### EXERCISE SET
[A] In the Java string-splitting question, how many section names does the sections array in the code declare?
[B] Reproduce verbatim the part of the Java string-splitting question between "I have a String" and "String[] parseFileToParams(File file)", inclusive.

Spliting String into sections with keywords - java

I have a String i read from a .txt file with has values in sections seperated like
Text first
[section_name_1]
Text with values pattern1
...
[section_name_2]
Text with values pattern2
I need to split the sections at the section_name_# marks and add those to a String [] (Size of the array is fixed). My Code by now does not make some weird output:
//Code:
public static String[] parseFileToParams(File file)
{
String[] sections= {"[section_name_1]","[section_name_2]","[section_name_3]","[section_name_4]"};
String[] params = new String[sections.length+1];
StringBuilder sb = new StringBuilder();
String decoded = parseFile(file);// Returns the Text from the file
for(int i=0; i< sections.length;i++)

### DATASET CONTENT
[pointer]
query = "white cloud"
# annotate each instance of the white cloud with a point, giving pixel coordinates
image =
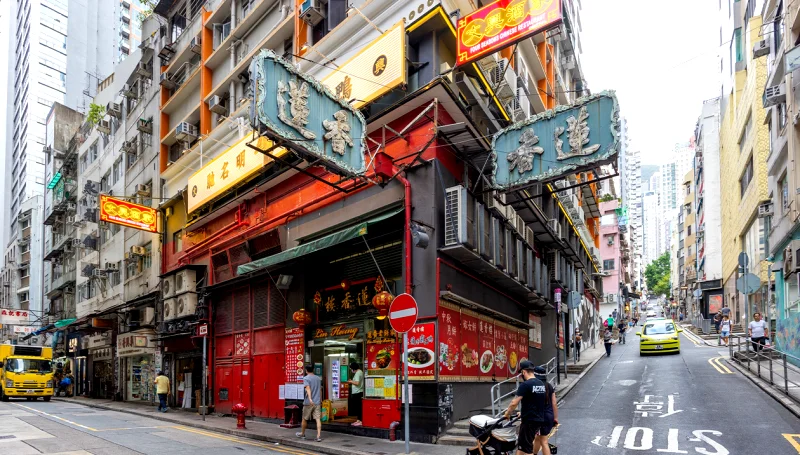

### TASK ANSWERS
[A] Four: "[section_name_1]", "[section_name_2]", "[section_name_3]" and "[section_name_4]".

[B]
I have a String i read from a .txt file with has values in sections seperated like
Text first
[section_name_1]
Text with values pattern1
...
[section_name_2]
Text with values pattern2
I need to split the sections at the section_name_# marks and add those to a String [] (Size of the array is fixed). My Code by now does not make some weird output:
//Code:
public static String[] parseFileToParams(File file)